• Document text:
--- Begin ---

Dangers can lurk around every corner when young children are around. Kids can trip on cords, injure themselves on table corners and try to eat small objects. If you’re frantically trying to baby proof your house, then you want to make extra sure you don’t leave anything unprotected. Here’s a checklist of 16 items to get you started on baby proofing your house:
Get rid of tripping hazards.
Do a walkthrough of your house and remove any cords that are in the walkway and could potentially be tripped over. Place non-slip rugs pads under all your rugs, or get rid of them if they still move around.
Do a wobble check.
On your walkthrough, you should also test bookshelves, lamps and other large objects that could potentially tip over and fall on the baby. Attach them to the wall with wall anchors, or in the case of the lamps, move them behind large furniture so kids can’t get to them.

baby at window looking through blinds

Watch out for blinds cords.
Blinds cords present a choking hazard and should be tied up out of the kids’ reach. If that makes the blinds hard to operate, then you might want to consider investing in some pleated shades or cordless window shades which gets rid of the problem entirely.

--- End ---

• Work instructions:
a) Please reproduce the baby-proofing checklist from "Do a walkthrough" to "still move around.".
b) According to the baby-proofing checklist, what should large objects that could tip over be attached to the wall with?

• Data block:
--- Begin ---

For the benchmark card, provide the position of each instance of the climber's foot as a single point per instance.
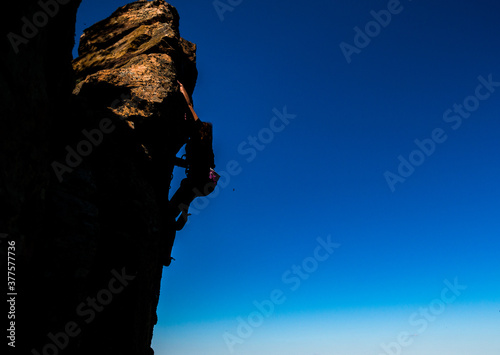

--- End ---

• The answers:
a)
Do a walkthrough of your house and remove any cords that are in the walkway and could potentially be tripped over. Place non-slip rugs pads under all your rugs, or get rid of them if they still move around.

b) Wall anchors.